-- Task objective --
Reproduce the data in its entirety, exactly as supplied.

▼

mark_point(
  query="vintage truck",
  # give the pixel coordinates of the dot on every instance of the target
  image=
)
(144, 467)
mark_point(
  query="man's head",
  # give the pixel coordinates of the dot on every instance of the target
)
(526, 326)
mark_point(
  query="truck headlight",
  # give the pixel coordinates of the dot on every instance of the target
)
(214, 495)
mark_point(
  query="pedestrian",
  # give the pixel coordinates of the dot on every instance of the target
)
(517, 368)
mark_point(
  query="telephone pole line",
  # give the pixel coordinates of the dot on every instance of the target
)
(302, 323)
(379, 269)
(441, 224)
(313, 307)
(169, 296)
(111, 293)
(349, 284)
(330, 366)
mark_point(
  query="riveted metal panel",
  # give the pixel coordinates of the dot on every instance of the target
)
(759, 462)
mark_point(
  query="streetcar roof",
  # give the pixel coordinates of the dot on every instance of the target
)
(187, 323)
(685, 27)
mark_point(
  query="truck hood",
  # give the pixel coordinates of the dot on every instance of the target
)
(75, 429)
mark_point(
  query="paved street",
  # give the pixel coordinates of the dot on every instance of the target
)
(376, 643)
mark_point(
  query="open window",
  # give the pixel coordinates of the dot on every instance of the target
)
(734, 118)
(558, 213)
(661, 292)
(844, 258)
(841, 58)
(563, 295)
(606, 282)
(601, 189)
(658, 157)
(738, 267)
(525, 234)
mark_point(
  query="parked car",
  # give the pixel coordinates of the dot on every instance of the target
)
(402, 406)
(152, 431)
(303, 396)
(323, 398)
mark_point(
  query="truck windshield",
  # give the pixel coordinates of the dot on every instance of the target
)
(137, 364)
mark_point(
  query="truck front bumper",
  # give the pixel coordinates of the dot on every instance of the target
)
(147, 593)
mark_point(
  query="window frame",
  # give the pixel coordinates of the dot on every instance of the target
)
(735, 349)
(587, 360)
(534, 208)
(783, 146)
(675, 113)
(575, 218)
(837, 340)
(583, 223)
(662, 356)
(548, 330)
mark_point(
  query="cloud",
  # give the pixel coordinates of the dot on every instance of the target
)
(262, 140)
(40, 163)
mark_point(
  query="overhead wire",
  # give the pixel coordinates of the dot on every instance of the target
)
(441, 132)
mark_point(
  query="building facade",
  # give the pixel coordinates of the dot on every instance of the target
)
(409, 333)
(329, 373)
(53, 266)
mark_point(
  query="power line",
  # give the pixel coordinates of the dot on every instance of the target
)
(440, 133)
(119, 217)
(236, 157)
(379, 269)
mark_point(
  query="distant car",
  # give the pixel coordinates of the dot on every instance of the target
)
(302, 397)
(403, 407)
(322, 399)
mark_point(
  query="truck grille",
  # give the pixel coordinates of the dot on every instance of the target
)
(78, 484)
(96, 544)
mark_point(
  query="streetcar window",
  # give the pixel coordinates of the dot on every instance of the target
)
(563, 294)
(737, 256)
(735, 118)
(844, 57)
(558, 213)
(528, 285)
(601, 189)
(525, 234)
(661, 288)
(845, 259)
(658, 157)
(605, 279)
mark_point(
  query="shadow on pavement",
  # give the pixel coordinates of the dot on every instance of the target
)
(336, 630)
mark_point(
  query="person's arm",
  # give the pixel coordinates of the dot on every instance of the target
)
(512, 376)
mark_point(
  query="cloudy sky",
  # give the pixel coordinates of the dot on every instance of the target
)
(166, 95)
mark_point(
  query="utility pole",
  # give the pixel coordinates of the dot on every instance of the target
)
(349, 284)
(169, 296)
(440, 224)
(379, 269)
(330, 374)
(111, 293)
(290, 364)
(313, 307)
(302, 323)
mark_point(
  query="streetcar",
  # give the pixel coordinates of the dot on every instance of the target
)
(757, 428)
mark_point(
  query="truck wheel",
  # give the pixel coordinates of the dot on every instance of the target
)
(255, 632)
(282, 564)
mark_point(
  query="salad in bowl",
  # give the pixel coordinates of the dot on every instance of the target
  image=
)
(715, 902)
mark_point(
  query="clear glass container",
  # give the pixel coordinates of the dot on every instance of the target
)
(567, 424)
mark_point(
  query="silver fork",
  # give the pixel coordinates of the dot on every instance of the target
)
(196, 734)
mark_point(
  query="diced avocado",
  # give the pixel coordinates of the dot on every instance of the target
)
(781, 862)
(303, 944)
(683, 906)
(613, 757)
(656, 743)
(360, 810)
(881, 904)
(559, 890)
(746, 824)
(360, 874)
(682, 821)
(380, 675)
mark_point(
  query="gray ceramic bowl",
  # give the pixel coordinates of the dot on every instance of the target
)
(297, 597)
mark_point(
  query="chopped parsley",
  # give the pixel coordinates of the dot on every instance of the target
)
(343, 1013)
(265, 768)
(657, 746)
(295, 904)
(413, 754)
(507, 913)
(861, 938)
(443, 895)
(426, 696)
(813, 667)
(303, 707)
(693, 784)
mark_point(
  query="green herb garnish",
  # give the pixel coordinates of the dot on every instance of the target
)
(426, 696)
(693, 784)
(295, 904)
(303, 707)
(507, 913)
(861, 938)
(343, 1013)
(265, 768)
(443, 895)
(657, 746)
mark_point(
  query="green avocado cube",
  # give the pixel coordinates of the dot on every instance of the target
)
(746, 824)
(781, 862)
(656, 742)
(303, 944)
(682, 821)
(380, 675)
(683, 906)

▲

-- Answer to the task --
mark_point(
  query="vintage truck",
  # give the pixel coordinates of the dot on every instance of the target
  image=
)
(144, 467)
mark_point(
  query="man's head",
  # give the pixel coordinates of the dot on every instance of the target
)
(526, 326)
mark_point(
  query="truck headlight",
  # give the pixel coordinates of the dot on every instance of the target
)
(214, 495)
mark_point(
  query="pedestrian",
  # give the pixel coordinates of the dot on every instance of the target
)
(517, 368)
mark_point(
  query="telephone pole line",
  # give the pixel coordinates of the dot on every instance of the target
)
(302, 323)
(379, 269)
(441, 224)
(313, 307)
(169, 296)
(111, 293)
(349, 284)
(330, 366)
mark_point(
  query="riveted metal panel",
  # give the pixel coordinates of the dot on every instance of the target
)
(759, 462)
mark_point(
  query="streetcar roof",
  # give the pixel coordinates of the dot on every instance of the target
)
(187, 323)
(685, 27)
mark_point(
  query="truck hood",
  # give the pixel coordinates of the dot on every instance of the target
)
(75, 429)
mark_point(
  query="paved street",
  # give the pixel coordinates of the dot on every instance of the target
)
(376, 643)
mark_point(
  query="open window",
  # give the pixel coordinates of the dot on every instance of the target
)
(734, 118)
(558, 213)
(661, 292)
(844, 258)
(841, 58)
(563, 295)
(606, 282)
(601, 189)
(658, 157)
(738, 267)
(525, 234)
mark_point(
  query="parked car",
  # give the pixel coordinates of the dot on every instance of the target
)
(402, 406)
(152, 431)
(303, 396)
(323, 398)
mark_point(
  query="truck windshield",
  # give the pixel coordinates of the dot on every instance of the target
)
(137, 364)
mark_point(
  query="truck front bumper",
  # give the pixel coordinates of the dot on every instance of the target
)
(147, 593)
mark_point(
  query="window frame",
  # give the pixel coordinates of the dot on every instance of the target
)
(735, 349)
(587, 360)
(534, 208)
(783, 146)
(675, 113)
(575, 218)
(837, 340)
(583, 223)
(662, 356)
(548, 330)
mark_point(
  query="cloud",
  # give the pixel coordinates of the dot on every instance of the target
)
(262, 140)
(40, 163)
mark_point(
  query="overhead wire",
  # give the pixel coordinates of the dot on every instance of the target
)
(441, 132)
mark_point(
  query="building facade",
  # give the pixel coordinates of the dot on every instance of the target
)
(409, 333)
(329, 373)
(53, 266)
mark_point(
  query="power line",
  # give the pixel coordinates of the dot on every instance of the target
)
(440, 133)
(119, 217)
(236, 157)
(379, 269)
mark_point(
  query="distant car",
  # give the pixel coordinates of the dot on every instance of the target
)
(302, 397)
(403, 407)
(322, 399)
mark_point(
  query="truck grille",
  # give the pixel coordinates of the dot on every instance of the target
)
(78, 484)
(96, 544)
mark_point(
  query="streetcar window",
  # give the pixel coordinates of the dot on every instance of the target
)
(563, 294)
(737, 256)
(735, 118)
(844, 57)
(558, 213)
(528, 285)
(601, 189)
(525, 234)
(661, 288)
(845, 259)
(658, 157)
(605, 279)
mark_point(
  query="shadow on pavement",
  # give the pixel coordinates of the dot on every instance of the target
)
(336, 630)
mark_point(
  query="person's arm",
  # give the pixel coordinates of the dot on every instance of the target
)
(512, 376)
mark_point(
  query="cloudy sky",
  # give the pixel coordinates of the dot on every instance of the target
)
(166, 95)
mark_point(
  query="utility pole",
  # give the pixel coordinates of the dot on every instance of the target
)
(349, 284)
(169, 296)
(440, 224)
(379, 269)
(330, 374)
(111, 293)
(290, 364)
(313, 307)
(302, 323)
mark_point(
  query="streetcar",
  # give the pixel coordinates of the dot on every instance of the target
)
(757, 428)
mark_point(
  query="truck wheel",
  # give the pixel coordinates of the dot on every instance of the target
)
(255, 632)
(282, 564)
mark_point(
  query="salad in bowl",
  # give the pixel coordinates of the dot on every instance of the target
  image=
)
(715, 902)
mark_point(
  query="clear glass container",
  # give the pixel coordinates of the dot on every instance of the target
)
(567, 424)
mark_point(
  query="silver fork",
  # give the pixel coordinates of the dot on every instance of the target
)
(196, 734)
mark_point(
  query="diced avocado",
  # give the pixel coordinates of the dot on every instance of the target
)
(781, 862)
(303, 944)
(683, 906)
(613, 757)
(656, 743)
(360, 810)
(881, 904)
(559, 890)
(746, 824)
(360, 874)
(682, 821)
(380, 675)
mark_point(
  query="gray ceramic bowl",
  # give the pixel coordinates of the dot on every instance of the target
)
(297, 597)
mark_point(
  query="chopped parsley",
  # give the pixel coordinates of the dot on every instance of the target
)
(343, 1013)
(265, 768)
(657, 746)
(295, 904)
(413, 754)
(507, 913)
(861, 938)
(443, 895)
(426, 696)
(813, 667)
(303, 707)
(693, 784)
mark_point(
  query="green herb garnish",
  # give the pixel coordinates of the dot on every instance of the target
)
(426, 696)
(693, 784)
(295, 904)
(303, 707)
(507, 913)
(861, 938)
(343, 1013)
(265, 768)
(443, 895)
(657, 746)
mark_point(
  query="green avocado cube",
  # give the pixel coordinates of the dot on every instance of the target
)
(746, 824)
(781, 862)
(656, 742)
(303, 944)
(682, 821)
(380, 675)
(683, 906)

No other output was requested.